Given request:
Copy all of the material word for word, except for the pictures.

+++

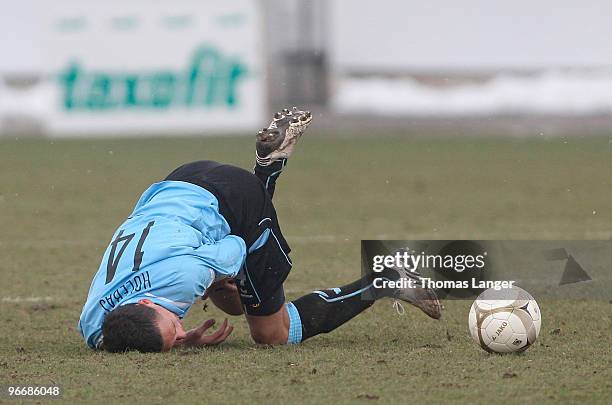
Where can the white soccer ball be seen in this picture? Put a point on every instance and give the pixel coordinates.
(504, 320)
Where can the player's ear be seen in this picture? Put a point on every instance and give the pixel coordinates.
(146, 302)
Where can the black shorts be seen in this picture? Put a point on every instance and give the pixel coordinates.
(246, 205)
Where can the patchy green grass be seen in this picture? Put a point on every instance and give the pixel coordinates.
(60, 202)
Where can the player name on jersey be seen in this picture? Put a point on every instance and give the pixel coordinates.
(135, 284)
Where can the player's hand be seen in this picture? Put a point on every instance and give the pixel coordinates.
(197, 337)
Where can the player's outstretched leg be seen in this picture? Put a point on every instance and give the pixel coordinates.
(275, 144)
(324, 310)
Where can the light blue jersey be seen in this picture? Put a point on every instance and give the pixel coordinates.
(172, 247)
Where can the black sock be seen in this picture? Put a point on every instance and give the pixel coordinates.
(269, 174)
(324, 310)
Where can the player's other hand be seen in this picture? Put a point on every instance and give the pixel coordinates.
(197, 337)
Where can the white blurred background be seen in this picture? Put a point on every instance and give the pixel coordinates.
(76, 68)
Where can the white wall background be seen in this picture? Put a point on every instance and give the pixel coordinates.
(482, 35)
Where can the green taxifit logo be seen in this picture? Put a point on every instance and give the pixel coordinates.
(210, 80)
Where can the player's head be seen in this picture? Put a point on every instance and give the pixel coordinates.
(145, 326)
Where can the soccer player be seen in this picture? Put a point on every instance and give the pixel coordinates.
(209, 224)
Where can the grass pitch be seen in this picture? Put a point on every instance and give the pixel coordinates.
(60, 202)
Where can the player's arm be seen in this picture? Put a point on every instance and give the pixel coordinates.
(196, 337)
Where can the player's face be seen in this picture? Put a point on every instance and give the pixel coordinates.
(170, 325)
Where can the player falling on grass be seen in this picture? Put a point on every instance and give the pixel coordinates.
(209, 227)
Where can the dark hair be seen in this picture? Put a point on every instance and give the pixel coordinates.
(131, 327)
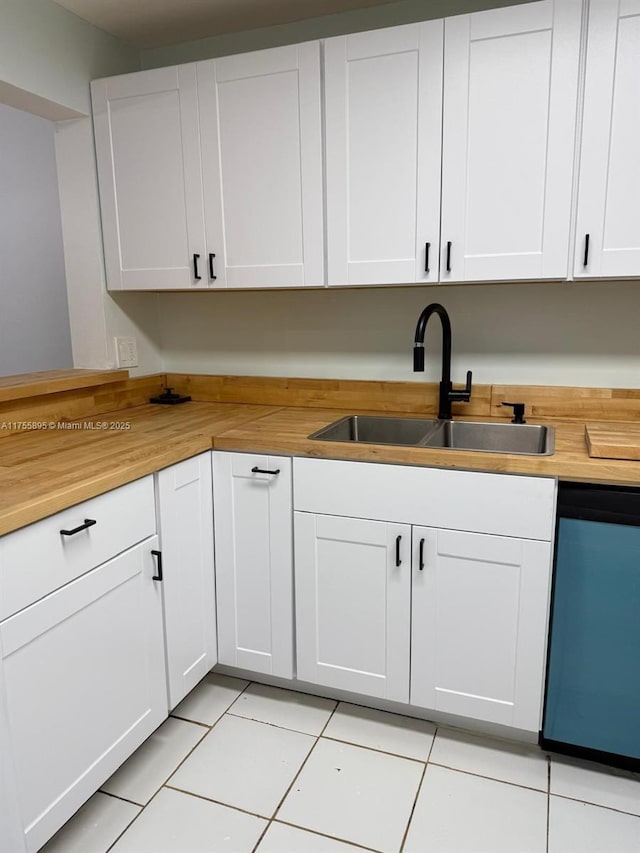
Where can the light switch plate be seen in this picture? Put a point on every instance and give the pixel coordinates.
(126, 352)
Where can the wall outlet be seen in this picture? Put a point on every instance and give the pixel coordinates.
(126, 352)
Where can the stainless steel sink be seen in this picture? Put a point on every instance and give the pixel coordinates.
(520, 439)
(371, 429)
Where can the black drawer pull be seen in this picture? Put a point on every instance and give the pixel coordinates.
(158, 556)
(88, 522)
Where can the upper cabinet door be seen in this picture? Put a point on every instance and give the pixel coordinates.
(262, 165)
(510, 95)
(383, 94)
(608, 224)
(147, 147)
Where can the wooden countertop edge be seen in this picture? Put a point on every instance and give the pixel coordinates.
(490, 463)
(263, 433)
(129, 468)
(48, 383)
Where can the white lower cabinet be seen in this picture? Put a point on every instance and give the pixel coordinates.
(451, 620)
(353, 580)
(185, 522)
(254, 571)
(479, 618)
(83, 684)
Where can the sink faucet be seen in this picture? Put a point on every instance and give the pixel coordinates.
(447, 392)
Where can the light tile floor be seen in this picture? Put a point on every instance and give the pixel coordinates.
(242, 767)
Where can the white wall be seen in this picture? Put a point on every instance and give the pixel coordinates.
(357, 20)
(34, 319)
(582, 334)
(48, 52)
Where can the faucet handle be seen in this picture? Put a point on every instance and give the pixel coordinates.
(464, 394)
(518, 412)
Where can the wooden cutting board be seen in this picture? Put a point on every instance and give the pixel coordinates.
(613, 441)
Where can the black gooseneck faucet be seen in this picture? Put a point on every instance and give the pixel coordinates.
(447, 392)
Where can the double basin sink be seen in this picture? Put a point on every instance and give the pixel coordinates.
(521, 439)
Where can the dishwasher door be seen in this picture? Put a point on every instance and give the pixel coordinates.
(592, 703)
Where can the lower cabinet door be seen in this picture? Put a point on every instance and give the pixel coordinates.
(185, 517)
(254, 571)
(353, 589)
(84, 686)
(479, 624)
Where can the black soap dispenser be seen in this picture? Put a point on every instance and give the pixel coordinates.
(168, 398)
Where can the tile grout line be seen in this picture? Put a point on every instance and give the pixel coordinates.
(415, 799)
(211, 800)
(374, 749)
(323, 835)
(489, 778)
(115, 797)
(164, 784)
(293, 781)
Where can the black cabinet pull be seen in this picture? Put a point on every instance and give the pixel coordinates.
(158, 556)
(518, 412)
(88, 522)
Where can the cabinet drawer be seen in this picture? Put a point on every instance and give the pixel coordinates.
(38, 559)
(506, 505)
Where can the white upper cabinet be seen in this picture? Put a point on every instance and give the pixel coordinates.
(262, 163)
(383, 94)
(510, 97)
(147, 148)
(608, 224)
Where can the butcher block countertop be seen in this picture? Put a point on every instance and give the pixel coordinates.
(49, 469)
(60, 463)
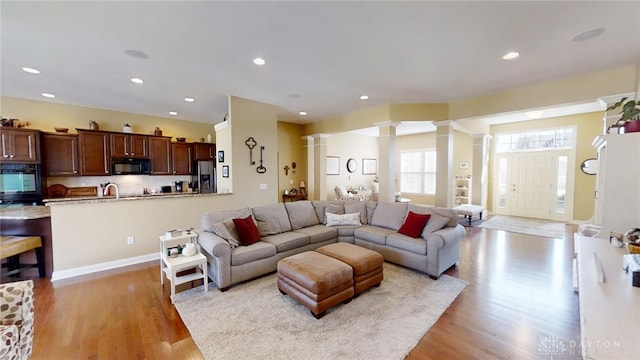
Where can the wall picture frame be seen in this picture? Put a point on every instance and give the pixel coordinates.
(369, 166)
(333, 165)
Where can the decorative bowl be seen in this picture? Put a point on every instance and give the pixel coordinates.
(633, 248)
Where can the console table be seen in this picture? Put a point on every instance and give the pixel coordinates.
(609, 305)
(171, 266)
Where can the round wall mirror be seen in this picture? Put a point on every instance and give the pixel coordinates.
(589, 166)
(352, 165)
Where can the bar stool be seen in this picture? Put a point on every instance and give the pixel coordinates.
(13, 246)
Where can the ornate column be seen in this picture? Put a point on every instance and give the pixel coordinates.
(387, 160)
(319, 190)
(444, 163)
(480, 169)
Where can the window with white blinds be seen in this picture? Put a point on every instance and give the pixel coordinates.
(418, 172)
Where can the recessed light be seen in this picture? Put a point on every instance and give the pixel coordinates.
(588, 34)
(31, 70)
(135, 53)
(511, 55)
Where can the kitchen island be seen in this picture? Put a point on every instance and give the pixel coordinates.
(30, 221)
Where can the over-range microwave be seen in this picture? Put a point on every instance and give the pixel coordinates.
(127, 166)
(20, 184)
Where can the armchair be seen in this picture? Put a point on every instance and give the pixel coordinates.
(16, 320)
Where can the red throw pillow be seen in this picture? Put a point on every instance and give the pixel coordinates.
(247, 230)
(414, 224)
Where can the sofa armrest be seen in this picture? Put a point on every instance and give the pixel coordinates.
(445, 236)
(214, 244)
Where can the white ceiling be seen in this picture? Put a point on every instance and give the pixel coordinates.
(321, 56)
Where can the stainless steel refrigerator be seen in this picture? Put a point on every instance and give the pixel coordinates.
(203, 179)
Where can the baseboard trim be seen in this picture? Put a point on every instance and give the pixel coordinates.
(89, 269)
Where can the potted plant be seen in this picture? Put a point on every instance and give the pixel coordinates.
(629, 115)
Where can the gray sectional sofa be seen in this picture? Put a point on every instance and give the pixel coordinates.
(294, 227)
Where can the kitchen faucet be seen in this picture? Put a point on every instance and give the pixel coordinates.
(106, 190)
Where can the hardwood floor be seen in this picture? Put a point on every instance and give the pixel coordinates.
(519, 298)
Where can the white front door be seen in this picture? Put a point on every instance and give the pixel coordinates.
(531, 184)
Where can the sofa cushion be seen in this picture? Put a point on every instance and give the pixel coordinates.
(408, 243)
(246, 254)
(435, 223)
(211, 218)
(371, 207)
(414, 224)
(287, 240)
(301, 214)
(272, 219)
(448, 213)
(226, 229)
(373, 234)
(359, 207)
(319, 233)
(389, 215)
(322, 207)
(344, 219)
(247, 231)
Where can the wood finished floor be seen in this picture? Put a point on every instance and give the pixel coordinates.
(520, 294)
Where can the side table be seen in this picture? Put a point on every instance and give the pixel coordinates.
(170, 266)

+++

Response for this exercise:
Where can the white soccer ball be seen in this picture? Put a point on every instance and give the pixel coordinates.
(504, 320)
Where can the player's ear be seen in this picture? Put a point on every instance and give the pixel coordinates.
(146, 302)
Where can the black shorts be seen in this picture? Put a point on every instance and give the pixel coordinates.
(246, 205)
Where can the patchy green grass be seen in this picture? Put a point on every instance and give the pixel coordinates.
(60, 202)
Where can the player name on jersey be seen in this picture? Put a point on every instance and give the pixel coordinates.
(135, 284)
Where can the player's hand be seen in this picture? Put a point on every instance and give the pixel coordinates.
(197, 337)
Where can the player's outstretched leg be seen in this picture? Put a point on every instance and give the pixel coordinates.
(275, 144)
(324, 310)
Where can the light blue jersey be seen in this picture? Put a point on every instance and give the pixel coordinates.
(172, 247)
Where can the black sock be seen in this picture? Put a point on every instance and give the pixel coordinates.
(269, 174)
(324, 310)
Where can the player's other hand be seen in this picture? Put a point on every instance and give the pixel coordinates.
(197, 337)
Where can the white blurred background be seen in this picture? Put a point on every instance and give the pixel coordinates.
(76, 68)
Where can the white wall background be seen in this picture? Put a point on every instance and give the pixel coordinates.
(482, 35)
Where can the green taxifit logo be seen in this picture? Put a point on every instance and give the pixel coordinates.
(210, 80)
Where can the player's head be seen in this picture? Put a point on every instance and give the pixel coordinates.
(145, 326)
Where can the soccer player be seen in this picture? Put a point on every instance and give the pixel coordinates.
(209, 224)
Where can the grass pitch be seen in this picture? Put a point on every instance and give the pixel coordinates.
(60, 202)
Where can the player's arm be seen in this picture? Put a point on every instance and give the pixel coordinates.
(196, 337)
Where can the player's face be seen in this picture? Put a point on every instance and give the pixel coordinates.
(170, 325)
Where can the player falling on grass be seen in this picture? Put a point on every instance and give the pixel coordinates.
(209, 227)
Where can the dark hair be seen in this picture? Put a point on every instance and give the pixel coordinates.
(131, 327)
Where can the light switch plate be seen in this picture? Put a point on every instance and give the pixel coordinates.
(126, 352)
Where can the wall outlet be seen in this picture? Put a point on every instance and give the pixel coordinates.
(126, 352)
Where can the stainless steel sink be seen in this picture? Put a point on every instance and give the pixel coordinates.
(520, 439)
(371, 429)
Where can the black drawer pull be seen in this picture? Put a point on every instance and give the pixel coordinates.
(158, 556)
(88, 522)
Where can the upper cabinet door be seen in this picture? Put a point on every instance and give the pixel coordinates.
(262, 165)
(510, 95)
(383, 94)
(608, 224)
(147, 147)
Where can the wooden countertop edge be seen in this picture? Put a point on every instance and give the pixel coordinates.
(490, 463)
(263, 433)
(129, 468)
(48, 383)
Where can the white lower cabinet be seen in this picture? Put a point on every instance and give the pixel coordinates.
(451, 620)
(353, 580)
(185, 522)
(254, 571)
(479, 618)
(83, 684)
Where can the sink faucet be seen in this picture? Put a point on every instance and give the pixel coordinates.
(447, 392)
Where can the light tile floor be seen in this picture? Put a point on every instance and give the pixel coordinates.
(242, 767)
Where can the white wall be seen in this picture? Put a point on every instance and give the pixel coordinates.
(357, 20)
(34, 319)
(582, 334)
(48, 52)
Where can the faucet handle be seen in this picture? Put a point on every instance and give the pixel coordinates.
(464, 394)
(518, 412)
Where can the wooden cutting board be seen in this picture? Put a point on every instance and give the pixel coordinates.
(613, 441)
Where can the black gooseneck faucet be seen in this picture? Put a point on every instance and give the pixel coordinates.
(447, 392)
Where can the double basin sink be seen in this picture? Put a point on every instance and give the pixel coordinates.
(521, 439)
Where can the dishwasher door be seen in this picture? Put a point on every instance and give the pixel coordinates.
(592, 703)
Where can the lower cabinet door be seen in this picture? Put a point on every instance and give the pixel coordinates.
(185, 517)
(254, 571)
(353, 589)
(84, 686)
(479, 624)
Where can the black soap dispenser be seen in this picture? Put a point on every instance and give the pixel coordinates.
(168, 398)
Where can the tile grout line be seen in this picture? Put a point on every instance and give the pixel coordinates.
(415, 799)
(211, 800)
(374, 749)
(323, 835)
(489, 778)
(115, 797)
(164, 784)
(293, 781)
Where can the black cabinet pull be seen in this picture? Put a point on every instance and give the pixel coordinates.
(158, 556)
(518, 412)
(88, 522)
Where can the cabinet drawer be seen in this picture? Put a point on every instance and give the pixel coordinates.
(38, 559)
(506, 505)
Where can the white upper cabinet be seen in this picture? Put a point on every instance and give the pixel coordinates.
(262, 163)
(383, 94)
(510, 97)
(147, 148)
(608, 224)
Where can the butcher block countertop be seen in this picture? Put a point on every instance and give the pixel coordinates.
(49, 469)
(60, 463)
Where can the wall picture frame be seen in this picture? Put a point on every instance and give the pixel coordinates.
(369, 166)
(333, 165)
Where can the decorative bowl be seen in this picture? Put a point on every instance and give the pixel coordinates.
(633, 248)
Where can the console table be seen in this picture? Put a point on every instance and give the pixel coordinates.
(609, 305)
(171, 266)
Where can the round wall mirror be seen in this picture? Put a point on every instance and give the pixel coordinates.
(589, 166)
(352, 165)
Where can the bar stool be seen in this picture? Put a point on every instance and give the pixel coordinates.
(13, 246)
Where can the ornate column be seen in this picture? Put a point on every instance and give the pixel coordinates.
(387, 160)
(319, 190)
(444, 163)
(480, 169)
Where can the window with white blinds be seen in this picture? Put a point on every instance and give the pixel coordinates.
(418, 172)
Where can the recessed light be seen in this picture? Put a point on every instance and give the pixel coordinates.
(588, 34)
(31, 70)
(135, 53)
(511, 55)
Where can the kitchen island be seen in this picture? Put a point on every instance and give the pixel coordinates.
(30, 221)
Where can the over-range microwave be seen in this picture? Put a point on every instance and give the pixel coordinates.
(127, 166)
(20, 184)
Where can the armchair be seen in this picture? Put a point on every instance and give the pixel coordinates.
(16, 320)
Where can the red throw pillow be seen in this picture? Put a point on every instance and give the pixel coordinates.
(247, 230)
(414, 224)
Where can the sofa armrest be seen in this picture? Put a point on every instance and give the pixel coordinates.
(445, 236)
(214, 244)
Where can the white ceiling be seen in this picture? Put a point on every instance and give the pixel coordinates.
(321, 56)
Where can the stainless steel refrigerator be seen in this picture? Put a point on every instance and give the pixel coordinates.
(203, 179)
Where can the baseboard trim be seen in this picture? Put a point on every instance and give the pixel coordinates.
(89, 269)
Where can the potted plant be seen in this picture? Put a point on every instance and give the pixel coordinates.
(629, 115)
Where can the gray sectional sofa be seen in this picture? Put a point on every instance and give the pixel coordinates.
(294, 227)
Where can the kitchen faucet be seen in this picture? Put a point on every instance and give the pixel coordinates.
(106, 190)
Where can the hardwood floor be seen in this picture? Put a point on every instance and give the pixel coordinates.
(519, 298)
Where can the white front door be seen in this picture? Put a point on every instance and give the pixel coordinates.
(531, 184)
Where can the sofa cushion be seen in this picture? Put a point on every instance and give the pixel coordinates.
(408, 243)
(246, 254)
(435, 223)
(211, 218)
(371, 207)
(414, 224)
(287, 240)
(301, 214)
(272, 219)
(448, 213)
(226, 229)
(373, 234)
(359, 207)
(319, 233)
(389, 215)
(322, 207)
(344, 219)
(247, 231)
Where can the wood finished floor be seen in this picture? Put a point on every instance and give the pixel coordinates.
(520, 294)
Where can the side table be seen in this picture? Put a point on every instance and give the pixel coordinates.
(170, 266)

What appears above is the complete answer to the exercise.